_SELECTED PASSAGE_:
If the completion kthreads only live within the boundary of the 
rcu_sched_expedited_mutex critical section, we never face this problem.

Therefore, all kthreads created for a given expedited grace period
should be waited for before the rcu_sched_expedited_mutex is released.

Here, I don't know the specific behavior of the threads you are willing
to use, but I see two possibilities when facing cpu hotplug :

- Either those threads are always active in the system, _really_ tied to
  a CPU and the hotunplug event kills them and sends their completion.
  (this is I think what Lai described)
- Or we create them while holding the rcu_sched_expedited_mutex, pin
  them to a CPU. They are less strictly bound to a CPU and get migrated
  to a different CPU upon hotunplug. Note that their life-span is
  limited to the rcu_sched_expedited_mutex section, because we expect
  them to die after completion. This implies a thread creation overhead.

Hopefully one of the solutions I describe above match the current
implementation. :)

Mathieu



> 						Thanx, Paul
> 
> > Mathieu
> > 
> > 
> > > All of this is intended to make synchronize_sched_expedited() be able to
> > > run in a CPU hotplug notifier.  Do we have an example where someone
> > > really wants to do this?  If not, I am really starting to like v7 of
> > > the patch.  ;-)
> > > 
> > > If someone really does need to run synchronize_sched_expedited() from a
> > > CPU hotplug notifier, perhaps a simpler approach is to have something
> > > like a try_get_online_cpus(), and just invoke synchronize_sched() upon
> > > failure:
> > > 
> > > 	void synchronize_sched_expedited(void)
> > > 	{
> > > 		int cpu;
> > > 		unsigned long flags;
> > > 		struct rq *rq;
> > > 		struct migration_req *req;
> > > 
> > > 		mutex_lock(&rcu_sched_expedited_mutex);
> > > 		if (!try_get_online_cpus()) {
> > > 			synchronize_sched();
> > > 			return;
> > > 		}
> > > 
> > > 		/* rest of synchronize_sched_expedited()... */
> > > 
> > > But I would want to see a real need for this beforehand.

_GIVEN DATA_:
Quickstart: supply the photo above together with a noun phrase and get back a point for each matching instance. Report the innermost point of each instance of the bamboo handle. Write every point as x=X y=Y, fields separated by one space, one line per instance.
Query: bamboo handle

_SET EXERCISE_: Summarize the mailing-list excerpt on expedited grace periods and CPU hotplug in two sentences. Work from the text alone; the data plays no part here.

_EXPECTED OUTPUT_: The excerpt argues that all completion kthreads created for an expedited grace period should be waited for before rcu_sched_expedited_mutex is released. For CPU hotplug, it offers two options: threads always active and tied to a CPU that hotunplug kills, or threads created under the mutex that migrate on hotunplug and die after completion at the cost of thread creation overhead, while a quoted earlier message suggests a try_get_online_cpus() that falls back to synchronize_sched() on failure but only if a real need is shown.